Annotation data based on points
-- BEGIN --
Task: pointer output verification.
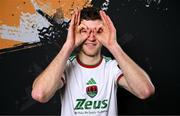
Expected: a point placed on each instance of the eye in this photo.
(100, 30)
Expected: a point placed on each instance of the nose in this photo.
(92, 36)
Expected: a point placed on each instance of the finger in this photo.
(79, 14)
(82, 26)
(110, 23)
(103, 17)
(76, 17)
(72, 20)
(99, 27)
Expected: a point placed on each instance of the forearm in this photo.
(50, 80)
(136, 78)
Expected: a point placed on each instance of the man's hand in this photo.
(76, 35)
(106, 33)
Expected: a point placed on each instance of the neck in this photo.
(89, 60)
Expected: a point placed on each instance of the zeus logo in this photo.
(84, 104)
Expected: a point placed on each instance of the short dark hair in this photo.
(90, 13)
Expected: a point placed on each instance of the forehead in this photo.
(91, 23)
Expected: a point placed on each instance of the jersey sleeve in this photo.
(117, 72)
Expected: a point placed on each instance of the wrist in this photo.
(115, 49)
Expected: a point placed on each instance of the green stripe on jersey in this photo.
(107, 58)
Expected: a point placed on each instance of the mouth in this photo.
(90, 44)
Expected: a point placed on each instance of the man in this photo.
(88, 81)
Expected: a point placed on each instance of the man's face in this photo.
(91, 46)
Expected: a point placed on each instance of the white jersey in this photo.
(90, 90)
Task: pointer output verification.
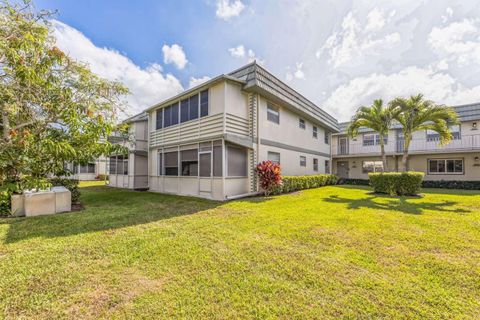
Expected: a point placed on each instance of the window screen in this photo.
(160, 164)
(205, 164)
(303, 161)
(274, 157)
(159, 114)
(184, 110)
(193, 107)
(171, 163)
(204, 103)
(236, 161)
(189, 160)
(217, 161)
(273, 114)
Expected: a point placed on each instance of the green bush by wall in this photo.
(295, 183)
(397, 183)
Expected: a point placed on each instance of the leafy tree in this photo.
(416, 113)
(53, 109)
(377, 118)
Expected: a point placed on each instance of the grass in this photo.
-- END --
WRITTEN TASK:
Render every one of the rows above as a JSON list of strings, one string per line with blank lines omitted. Leave the picture lines out.

SOLUTION FOR THIS PROBLEM:
[
  "Task: pointer output verification.",
  "Expected: a point placed on each instance of the eye in this photo.",
  "(100, 30)",
  "Expected: a point placed on each instance of the nose in this photo.",
  "(92, 36)",
  "Expected: a point placed on each instance of the finger in this photo.",
  "(79, 14)",
  "(82, 26)",
  "(110, 23)",
  "(103, 17)",
  "(76, 17)",
  "(72, 20)",
  "(99, 27)",
  "Expected: a point placed on each instance of the forearm in this photo.",
  "(50, 80)",
  "(136, 78)",
  "Expected: a point placed on each instance of the man's hand in this photo.",
  "(76, 35)",
  "(106, 33)",
  "Expected: a point placed on each instance of the neck in this photo.",
  "(89, 60)",
  "Expected: a point placed on each instance of the zeus logo in this photo.",
  "(84, 104)",
  "Expected: a point placed on each instance of the short dark hair in this photo.",
  "(90, 13)",
  "Expected: a point placed on each instance of the forehead in this photo.",
  "(91, 23)",
  "Expected: a point placed on each instance of the jersey sleeve in this photo.",
  "(117, 72)",
  "Expected: a point placed on each instance of the wrist in this photo.",
  "(115, 49)",
  "Expected: a point placed on each instance of the green stripe on jersey in this photo.",
  "(107, 58)",
  "Expected: a point placed on each instance of the mouth in this photo.",
  "(90, 44)",
  "Expected: a point placed on each instance of the man in this photo.",
  "(88, 81)",
  "Expected: a point placed on each instance of the man's face in this photo.",
  "(91, 46)",
  "Expected: a point placed on each instance of the white jersey in this photo.",
  "(90, 90)",
  "Task: pointer output verification.",
  "Expected: a point placed on each instance of the window screen in this photo.",
  "(160, 164)",
  "(205, 164)",
  "(303, 161)",
  "(274, 157)",
  "(159, 114)",
  "(184, 110)",
  "(193, 107)",
  "(171, 163)",
  "(204, 103)",
  "(236, 161)",
  "(189, 160)",
  "(217, 161)",
  "(273, 114)",
  "Expected: a point placed on each instance of the green bush by wall in this photo.",
  "(295, 183)",
  "(397, 183)",
  "Expected: a point placed on each instance of the leafy tree in this photo.",
  "(416, 113)",
  "(53, 109)",
  "(377, 118)",
  "Expected: a point placed on each instance of the grass in this photo."
]